--- Start of Provided records ---

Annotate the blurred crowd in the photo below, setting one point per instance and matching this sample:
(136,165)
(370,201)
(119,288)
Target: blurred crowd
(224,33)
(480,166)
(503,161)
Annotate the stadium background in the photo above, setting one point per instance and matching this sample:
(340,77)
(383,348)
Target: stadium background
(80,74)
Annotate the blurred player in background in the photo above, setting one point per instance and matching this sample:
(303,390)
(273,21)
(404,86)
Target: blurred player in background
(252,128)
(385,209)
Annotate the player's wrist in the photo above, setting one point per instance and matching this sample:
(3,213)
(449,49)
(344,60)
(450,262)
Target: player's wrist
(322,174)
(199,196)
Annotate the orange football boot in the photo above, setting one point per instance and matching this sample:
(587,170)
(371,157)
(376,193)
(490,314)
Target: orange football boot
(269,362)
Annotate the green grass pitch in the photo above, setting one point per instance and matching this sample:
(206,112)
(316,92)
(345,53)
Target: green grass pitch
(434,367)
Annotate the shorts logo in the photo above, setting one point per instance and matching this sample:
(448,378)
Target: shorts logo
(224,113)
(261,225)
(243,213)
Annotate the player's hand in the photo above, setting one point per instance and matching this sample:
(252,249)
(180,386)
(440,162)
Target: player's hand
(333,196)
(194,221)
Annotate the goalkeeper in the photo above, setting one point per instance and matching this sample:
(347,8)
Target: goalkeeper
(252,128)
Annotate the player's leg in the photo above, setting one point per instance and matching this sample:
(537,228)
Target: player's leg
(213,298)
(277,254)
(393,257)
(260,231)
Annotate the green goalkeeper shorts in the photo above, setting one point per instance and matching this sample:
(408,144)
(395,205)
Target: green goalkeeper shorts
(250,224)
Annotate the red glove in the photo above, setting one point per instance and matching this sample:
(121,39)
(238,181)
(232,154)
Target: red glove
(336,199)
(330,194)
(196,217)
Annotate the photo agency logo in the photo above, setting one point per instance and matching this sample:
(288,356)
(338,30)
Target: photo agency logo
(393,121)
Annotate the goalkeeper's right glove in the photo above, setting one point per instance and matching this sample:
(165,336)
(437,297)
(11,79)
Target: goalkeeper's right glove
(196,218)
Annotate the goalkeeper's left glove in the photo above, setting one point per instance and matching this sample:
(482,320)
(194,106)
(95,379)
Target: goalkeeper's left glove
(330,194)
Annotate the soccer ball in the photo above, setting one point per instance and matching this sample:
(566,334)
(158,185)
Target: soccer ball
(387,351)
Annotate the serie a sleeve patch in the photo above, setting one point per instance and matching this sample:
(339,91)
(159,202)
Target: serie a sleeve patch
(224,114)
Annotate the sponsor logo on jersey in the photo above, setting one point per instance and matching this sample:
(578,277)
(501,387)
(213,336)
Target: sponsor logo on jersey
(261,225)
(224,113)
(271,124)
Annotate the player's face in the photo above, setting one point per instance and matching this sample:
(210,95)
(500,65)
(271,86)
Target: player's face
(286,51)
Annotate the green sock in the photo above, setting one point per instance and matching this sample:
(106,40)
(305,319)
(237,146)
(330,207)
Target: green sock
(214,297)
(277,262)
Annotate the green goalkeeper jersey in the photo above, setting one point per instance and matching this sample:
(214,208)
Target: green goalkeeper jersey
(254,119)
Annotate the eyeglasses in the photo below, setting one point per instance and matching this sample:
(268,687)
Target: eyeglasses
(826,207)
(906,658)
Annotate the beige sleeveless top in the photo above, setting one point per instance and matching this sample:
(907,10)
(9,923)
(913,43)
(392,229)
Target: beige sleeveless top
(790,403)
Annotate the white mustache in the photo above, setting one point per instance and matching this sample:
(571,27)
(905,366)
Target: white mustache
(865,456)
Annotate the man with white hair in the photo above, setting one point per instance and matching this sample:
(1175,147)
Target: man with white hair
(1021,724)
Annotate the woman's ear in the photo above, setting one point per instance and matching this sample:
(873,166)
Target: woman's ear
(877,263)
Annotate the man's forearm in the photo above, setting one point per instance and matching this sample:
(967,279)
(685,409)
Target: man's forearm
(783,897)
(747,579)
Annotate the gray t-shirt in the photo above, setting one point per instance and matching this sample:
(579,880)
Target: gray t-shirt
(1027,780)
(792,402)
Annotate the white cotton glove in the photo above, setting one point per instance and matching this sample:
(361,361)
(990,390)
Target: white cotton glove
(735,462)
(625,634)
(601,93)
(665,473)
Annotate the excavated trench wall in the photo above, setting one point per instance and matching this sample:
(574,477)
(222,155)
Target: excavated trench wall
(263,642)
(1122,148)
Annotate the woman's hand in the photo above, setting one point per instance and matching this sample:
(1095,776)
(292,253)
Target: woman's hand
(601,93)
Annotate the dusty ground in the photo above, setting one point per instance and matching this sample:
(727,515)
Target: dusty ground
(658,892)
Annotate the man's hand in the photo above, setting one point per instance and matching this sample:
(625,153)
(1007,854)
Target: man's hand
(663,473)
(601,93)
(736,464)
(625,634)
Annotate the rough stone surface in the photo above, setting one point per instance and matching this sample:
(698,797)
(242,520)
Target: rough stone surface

--- End of Provided records ---

Required task: Repeat every line of the data, exactly and in full.

Problem solution:
Annotate the blurred crowd in the photo below, setting one point per instance and matching this sample:
(136,165)
(370,201)
(119,288)
Target: blurred crowd
(224,33)
(480,166)
(503,161)
Annotate the stadium background in the photo above, setting one point per instance and matching this sample:
(340,77)
(383,348)
Target: stadium background
(80,74)
Annotate the blurred player in background in the photo above, setting one point per instance and matching this sample:
(303,390)
(273,21)
(404,86)
Target: blurred player in background
(252,128)
(385,209)
Annotate the player's wrist in the photo above, setting one point per instance and matching this sample:
(3,213)
(449,49)
(344,60)
(450,262)
Target: player's wrist
(322,174)
(199,196)
Annotate the orange football boot in the photo above, setting one point per instance and matching this sample:
(587,170)
(371,157)
(376,193)
(490,314)
Target: orange football boot
(269,362)
Annotate the green grass pitch in the photo above, setting one point per instance and matching this sample:
(206,112)
(316,92)
(345,53)
Target: green grass pitch
(434,367)
Annotate the shorts logo in the photo above, setting one point per instance and matching this sample:
(448,378)
Target: shorts logo
(224,113)
(261,225)
(243,213)
Annotate the player's hand in the photo above, setting one point per instance and matching this sample:
(252,249)
(180,386)
(440,162)
Target: player's hand
(333,196)
(194,221)
Annotate the goalkeeper in the photo above, setting one point per instance and matching this sample:
(347,8)
Target: goalkeeper
(252,128)
Annotate the player's leg in the photo above, setting one point per instance and matching this sample:
(537,228)
Target: player's leg
(213,298)
(277,254)
(393,257)
(260,231)
Annotate the green goalkeeper shorts in the photo above, setting one point per instance and matching this sample:
(408,144)
(395,205)
Target: green goalkeeper shorts
(250,224)
Annotate the red glove in the photo above, setting one point per instance and matching this sample:
(121,39)
(238,181)
(232,154)
Target: red glove
(336,199)
(330,194)
(196,217)
Annotate the photo agency logo in the photo above, setting one point per instance and matching this sample:
(288,356)
(338,30)
Target: photo agency logo
(393,121)
Annotate the goalkeeper's right glove in the photo above, setting one point per instance and matching this sample:
(165,336)
(437,297)
(11,79)
Target: goalkeeper's right glove
(196,218)
Annotate the goalkeeper's left glove in the photo above, setting one point per instance and matching this sample:
(482,320)
(194,106)
(95,379)
Target: goalkeeper's left glove
(330,194)
Annotate the soccer ball in the photo above, setting one point per instance and matching this sample:
(566,334)
(158,185)
Target: soccer ball
(387,351)
Annotate the serie a sleeve patch in the photo above, setting one point per instance and matching this sample:
(339,91)
(159,202)
Target: serie a sleeve patch
(224,114)
Annotate the sponsor logo on jersey in the photo above, setting one point per instance and matching this sample:
(578,277)
(501,387)
(213,336)
Target: sponsor logo on jersey
(261,225)
(224,113)
(271,124)
Annotate the player's face in the photo above, setting one point per instance and matching this sample:
(210,95)
(500,65)
(271,86)
Target: player's face
(286,51)
Annotate the green sock in the photo above, setting one point per instance and matching this sample:
(106,40)
(305,319)
(237,146)
(330,207)
Target: green sock
(214,297)
(277,262)
Annotate the green goalkeeper jersey in the photo above, setting one point per instance and matching this sample:
(214,208)
Target: green goalkeeper jersey
(254,119)
Annotate the eyeglasses in the photo below, setting one point per instance and matching this sample:
(268,687)
Target: eyeglasses
(826,207)
(906,658)
Annotate the beige sleeveless top in the photo above, setting one point per instance and matching this sample:
(907,10)
(9,923)
(913,43)
(392,229)
Target: beige sleeveless top
(790,403)
Annotate the white mustache in the photo above, setting one point per instance and matching this sample:
(571,27)
(905,366)
Target: white mustache
(865,456)
Annotate the man with white hair in the photo above, setting one point per instance and matching this sample:
(1175,147)
Target: man with white hair
(1021,724)
Annotate the woman's ear in the photo above, setting one point per instance and matching this sample:
(873,166)
Target: woman's ear
(877,263)
Annotate the man's forearm in the photo above, setting one point per instance and matching this sample:
(967,279)
(685,409)
Target: man's forearm
(783,897)
(747,579)
Annotate the gray t-shirt in the photo above, setting one point per instance and matching this sample:
(579,880)
Target: gray t-shirt
(1027,780)
(792,402)
Annotate the white cotton glove in the photo above, setting one point per instance and matching this sample:
(361,361)
(990,390)
Target: white cotton glove
(735,462)
(625,634)
(601,93)
(665,473)
Annotate the excavated trench wall in the photo above, setting one point per instance and matching this sample:
(574,477)
(222,155)
Target: excavated trench wall
(263,642)
(1122,148)
Annotate the woman's hand in the photo above, setting one point per instance and matching this sample:
(1095,776)
(292,253)
Target: woman's hand
(601,93)
Annotate the dusty ground in the photo above, setting one point per instance and matching this sample:
(727,515)
Target: dusty ground
(658,892)
Annotate the man's hand in the photo above, setting one point per instance and matching this sample:
(625,153)
(1007,854)
Target: man's hand
(663,473)
(601,93)
(736,464)
(625,634)
Annotate the rough stone surface in the photo above, setting one point per instance and matching this sample:
(698,797)
(242,520)
Target: rough stone surface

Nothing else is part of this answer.